(Excerpt begins)

Mosquitoes, Zika Virus, and other Insects
Let’s face it. There are few things more annoying at a barbecue or outdoor gathering than mosquitoes constantly biting and ruining an otherwise good time. Wasps, bees and ants can pose problems too, but can usually be avoided with some common sense. Mosquitoes, however, seem to be persistent and with the arrival of the harmful Zika virus they should be avoided as much as possible.
Pregnant women should especially avoid being bitten by mosquitoes due to the possibility of birth defects associated with the Zika virus. But anyone can show symptoms from the virus including a fever, rash, joint pain and conjunctivitis, according to the Centers for Disease Control and Prevention (CDC).
Lyme disease is also a dangerous bacteria-based disease transmitted by tick bites. Symptoms of the disease include fever, headache and fatigue as well as the characteristic bullseye rash at the site of the bite, according to the CDC. Anyone spending time outdoors as well as pets should be checked regularly for ticks or the signs of tick bites.

(Excerpt ends)
(Information supplied begins)

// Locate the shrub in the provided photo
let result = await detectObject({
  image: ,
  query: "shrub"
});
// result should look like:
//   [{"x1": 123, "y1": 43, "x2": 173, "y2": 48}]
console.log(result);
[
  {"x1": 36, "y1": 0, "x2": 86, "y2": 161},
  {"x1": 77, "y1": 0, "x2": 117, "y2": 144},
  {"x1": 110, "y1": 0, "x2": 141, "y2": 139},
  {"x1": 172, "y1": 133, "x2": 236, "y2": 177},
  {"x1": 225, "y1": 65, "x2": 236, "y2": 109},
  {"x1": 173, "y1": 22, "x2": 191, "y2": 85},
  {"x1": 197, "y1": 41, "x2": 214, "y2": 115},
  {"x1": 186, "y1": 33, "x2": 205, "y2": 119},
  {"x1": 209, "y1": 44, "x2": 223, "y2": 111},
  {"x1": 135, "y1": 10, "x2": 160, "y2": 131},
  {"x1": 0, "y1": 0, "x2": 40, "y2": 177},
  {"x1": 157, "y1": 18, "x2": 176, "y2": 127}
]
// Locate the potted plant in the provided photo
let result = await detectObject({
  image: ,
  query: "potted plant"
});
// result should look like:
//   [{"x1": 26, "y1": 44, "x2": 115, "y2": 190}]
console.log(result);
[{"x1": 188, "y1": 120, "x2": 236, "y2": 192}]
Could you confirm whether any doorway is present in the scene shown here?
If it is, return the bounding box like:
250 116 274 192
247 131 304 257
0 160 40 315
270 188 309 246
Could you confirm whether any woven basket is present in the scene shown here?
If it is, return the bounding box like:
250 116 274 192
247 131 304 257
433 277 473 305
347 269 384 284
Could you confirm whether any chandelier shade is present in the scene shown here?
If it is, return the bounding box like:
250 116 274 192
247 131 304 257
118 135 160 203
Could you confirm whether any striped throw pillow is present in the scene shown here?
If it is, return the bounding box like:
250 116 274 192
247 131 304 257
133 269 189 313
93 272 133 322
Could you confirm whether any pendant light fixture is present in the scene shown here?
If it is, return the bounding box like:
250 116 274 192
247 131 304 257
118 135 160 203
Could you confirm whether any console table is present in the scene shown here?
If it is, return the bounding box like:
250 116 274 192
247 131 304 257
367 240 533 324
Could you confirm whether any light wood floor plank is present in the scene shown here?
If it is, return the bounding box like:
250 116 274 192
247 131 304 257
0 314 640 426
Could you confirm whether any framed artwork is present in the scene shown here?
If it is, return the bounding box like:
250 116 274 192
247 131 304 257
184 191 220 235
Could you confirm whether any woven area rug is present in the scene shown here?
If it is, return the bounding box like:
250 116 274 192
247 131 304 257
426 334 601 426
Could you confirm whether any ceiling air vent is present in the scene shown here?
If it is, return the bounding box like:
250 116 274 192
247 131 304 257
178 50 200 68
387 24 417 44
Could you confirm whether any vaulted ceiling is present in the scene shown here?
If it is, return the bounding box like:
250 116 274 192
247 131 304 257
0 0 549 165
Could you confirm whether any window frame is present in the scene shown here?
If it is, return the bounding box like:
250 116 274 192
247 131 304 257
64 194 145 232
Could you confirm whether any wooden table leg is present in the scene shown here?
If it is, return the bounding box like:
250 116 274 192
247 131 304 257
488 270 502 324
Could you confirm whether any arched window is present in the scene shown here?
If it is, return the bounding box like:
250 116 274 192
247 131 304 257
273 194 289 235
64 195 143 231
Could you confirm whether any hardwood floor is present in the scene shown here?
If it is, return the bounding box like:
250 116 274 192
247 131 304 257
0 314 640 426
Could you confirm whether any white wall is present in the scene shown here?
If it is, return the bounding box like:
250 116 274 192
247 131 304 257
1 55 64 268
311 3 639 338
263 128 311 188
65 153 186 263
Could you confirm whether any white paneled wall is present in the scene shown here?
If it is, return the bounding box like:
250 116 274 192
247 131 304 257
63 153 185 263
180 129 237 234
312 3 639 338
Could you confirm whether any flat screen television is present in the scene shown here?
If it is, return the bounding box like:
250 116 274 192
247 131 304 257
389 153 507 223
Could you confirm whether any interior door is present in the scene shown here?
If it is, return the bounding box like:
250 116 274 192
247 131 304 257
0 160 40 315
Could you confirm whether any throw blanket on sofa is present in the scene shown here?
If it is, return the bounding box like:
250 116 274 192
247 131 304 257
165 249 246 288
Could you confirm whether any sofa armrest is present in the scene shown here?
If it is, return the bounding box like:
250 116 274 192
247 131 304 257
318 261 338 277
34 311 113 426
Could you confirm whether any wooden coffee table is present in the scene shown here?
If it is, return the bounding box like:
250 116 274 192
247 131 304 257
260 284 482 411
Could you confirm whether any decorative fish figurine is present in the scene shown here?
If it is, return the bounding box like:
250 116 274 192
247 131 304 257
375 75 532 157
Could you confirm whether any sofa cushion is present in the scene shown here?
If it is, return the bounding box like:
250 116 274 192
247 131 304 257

(Information supplied ends)

--- Questions to answer ---
1. List the symptoms of the Zika virus that the text on mosquitoes and the Zika virus gives, citing the CDC.
2. Output the passage of the text on mosquitoes and the Zika virus starting at "Pregnant women should" and ending at "and Prevention (CDC).".

--- Responses per task ---
1.
fever
rash
joint pain
conjunctivitis

2.
Pregnant women should especially avoid being bitten by mosquitoes due to the possibility of birth defects associated with the Zika virus. But anyone can show symptoms from the virus including a fever, rash, joint pain and conjunctivitis, according to the Centers for Disease Control and Prevention (CDC).